**WHAT THE EXERCISE ASKS**
Copy out the entire post below about a tough week for Lutherans, word for word and without any change.
[[ DOCUMENT EXCERPT, beginning ]]
A Tough Week for Lutheranism
It was a tumultuous week for Lutherans in the United States. The ELCA released the long anticipated (dreaded among some) recommendations of the Sexuality Study. Meanwhile the LCMS was mired in their own controversy – a legal dispute of a trademark on the name of a radio show canceled by Synod...
It was a tumultuous week for Lutherans in the United States. The ELCA released the long anticipated (dreaded among some) recommendations of the Sexuality Study. Meanwhile the LCMS was mired in their own controversy – a legal dispute of a trademark on the name of a radio show canceled by Synod.
I am sure that Sarah, a one-time member of the task force which produced the current recommendations, will have something to say about it as her time in Europe allows, but from my admittedly outsider perspective it is hard to describe it as anything but a disappointment. It is a sad reaffirmation, along with the publication of separate hymnals and now separate Study Bibles, that each Lutheran denomination here in the US is content to act as if they are satisfied with the ecclesial breach among Lutherans and make decisions that may well be within their jurisdiction as a denomination but by right belong to the wider church. From an evangelical catholic perspective it is hard to see the recommendations as anything other then yet another nail in the sectarian coffin of the ELCA.
Missouri, of course, has a sectarian problem of a different nature. This week saw the heightening of tensions surrounding a radio program that was canceled by the LCMS a few months back, officially, for financial reasons. That reason, of course, has never set well with the followers of the radio program who roundly praise it for its strongly confessional and catechetical approach. The current manifestation of the dispute centers on who owns the title to the program “Issues Etc.” As the rhetoric heats up, one side claims that this is yet another attempt by the LCMS inc., to silence one of the few confessional voices in the LCMS. The other side claims that this is simply political grandstanding – an attempt to equate the protection of Synod’s copyright (which it may or may not hold) with a lawsuit filed against synod over the last convention.
[[ DOCUMENT EXCERPT, end ]]
[[ SUPPLIED ENTRIES, beginning ]]
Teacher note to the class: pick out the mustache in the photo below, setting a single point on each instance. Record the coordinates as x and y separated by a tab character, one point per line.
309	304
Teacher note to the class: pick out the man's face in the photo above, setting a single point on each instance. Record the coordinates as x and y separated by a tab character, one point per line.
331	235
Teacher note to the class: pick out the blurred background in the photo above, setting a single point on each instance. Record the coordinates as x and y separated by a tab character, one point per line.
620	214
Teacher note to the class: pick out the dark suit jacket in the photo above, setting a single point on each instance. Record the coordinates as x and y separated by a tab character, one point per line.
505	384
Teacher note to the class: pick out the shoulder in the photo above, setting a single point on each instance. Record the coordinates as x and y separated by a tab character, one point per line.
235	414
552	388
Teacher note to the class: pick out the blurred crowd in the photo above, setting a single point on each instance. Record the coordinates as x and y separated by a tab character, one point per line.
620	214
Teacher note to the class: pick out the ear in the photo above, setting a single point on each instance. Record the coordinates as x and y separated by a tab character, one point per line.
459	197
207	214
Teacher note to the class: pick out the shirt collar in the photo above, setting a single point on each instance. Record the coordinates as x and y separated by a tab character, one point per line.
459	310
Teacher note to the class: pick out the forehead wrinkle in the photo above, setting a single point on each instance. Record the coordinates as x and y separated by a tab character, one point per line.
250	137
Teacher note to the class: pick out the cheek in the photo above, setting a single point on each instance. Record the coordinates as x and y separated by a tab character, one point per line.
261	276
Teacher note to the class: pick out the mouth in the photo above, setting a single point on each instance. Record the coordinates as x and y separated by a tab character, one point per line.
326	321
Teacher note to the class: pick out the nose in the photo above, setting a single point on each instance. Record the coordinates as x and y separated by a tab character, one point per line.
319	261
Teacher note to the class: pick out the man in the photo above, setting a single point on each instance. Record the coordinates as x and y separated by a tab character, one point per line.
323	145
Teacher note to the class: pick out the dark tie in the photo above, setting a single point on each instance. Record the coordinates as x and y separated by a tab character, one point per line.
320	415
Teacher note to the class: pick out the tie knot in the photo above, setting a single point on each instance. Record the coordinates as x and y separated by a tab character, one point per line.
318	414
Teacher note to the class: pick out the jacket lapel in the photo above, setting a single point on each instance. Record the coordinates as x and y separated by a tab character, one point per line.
[[ SUPPLIED ENTRIES, end ]]
**SOLUTION TO THIS PROBLEM**
A Tough Week for Lutheranism
It was a tumultuous week for Lutherans in the United States. The ELCA released the long anticipated (dreaded among some) recommendations of the Sexuality Study. Meanwhile the LCMS was mired in their own controversy – a legal dispute of a trademark on the name of a radio show canceled by Synod...
It was a tumultuous week for Lutherans in the United States. The ELCA released the long anticipated (dreaded among some) recommendations of the Sexuality Study. Meanwhile the LCMS was mired in their own controversy – a legal dispute of a trademark on the name of a radio show canceled by Synod.
I am sure that Sarah, a one-time member of the task force which produced the current recommendations, will have something to say about it as her time in Europe allows, but from my admittedly outsider perspective it is hard to describe it as anything but a disappointment. It is a sad reaffirmation, along with the publication of separate hymnals and now separate Study Bibles, that each Lutheran denomination here in the US is content to act as if they are satisfied with the ecclesial breach among Lutherans and make decisions that may well be within their jurisdiction as a denomination but by right belong to the wider church. From an evangelical catholic perspective it is hard to see the recommendations as anything other then yet another nail in the sectarian coffin of the ELCA.
Missouri, of course, has a sectarian problem of a different nature. This week saw the heightening of tensions surrounding a radio program that was canceled by the LCMS a few months back, officially, for financial reasons. That reason, of course, has never set well with the followers of the radio program who roundly praise it for its strongly confessional and catechetical approach. The current manifestation of the dispute centers on who owns the title to the program “Issues Etc.” As the rhetoric heats up, one side claims that this is yet another attempt by the LCMS inc., to silence one of the few confessional voices in the LCMS. The other side claims that this is simply political grandstanding – an attempt to equate the protection of Synod’s copyright (which it may or may not hold) with a lawsuit filed against synod over the last convention.